*Source:*
************

- Citizenship: Slovenia
- Education: University of Ljubljana
- Scientific career
- Fields: Social network analysis
- Workplaces: University of Ljubljana
- Thesis: Generalized blockmodeling of valued networks = (Posplošeno bločno modeliranje omrežij z vrednostmi na povezavah) (2007)
- Doctoral advisor: Anuška Ferligoj
- Website: FDV

= Aleš Žiberna =

Slovene statistician

Aleš Žiberna is a Slovene statistician, whose specialty is network analysis. His specific research interests include blockmodeling, multivariate analysis and computer intensive methods (e.g., computer simulations, resampling methods).

Currently, he is employed at the Faculty of Social Sciences of the University of Ljubljana, specifically at the Chair of Social Informatics and Methodology, and Centre for Methodology and Informatics.

==Work==
In 2007, he proposed a solution to the generalized valued blockmodeling by introducing homogeneity blockmodeling with the basic idea "that the inconsistency of an empirical block with its ideal block can be measured by within block variability of appropriate values". The newly-formed ideal blocks, which are appropriate for blockmodeling of valued networks, are then presented together with the definitions of their block inconsistencies.

************

*Data lines:*
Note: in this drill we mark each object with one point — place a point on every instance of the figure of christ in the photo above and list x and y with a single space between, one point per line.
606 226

************

List the specific research interests named in the profile of Aleš Žiberna above.

- Blockmodeling
- Multivariate analysis
- Computer intensive methods (e.g., computer simulations, resampling methods)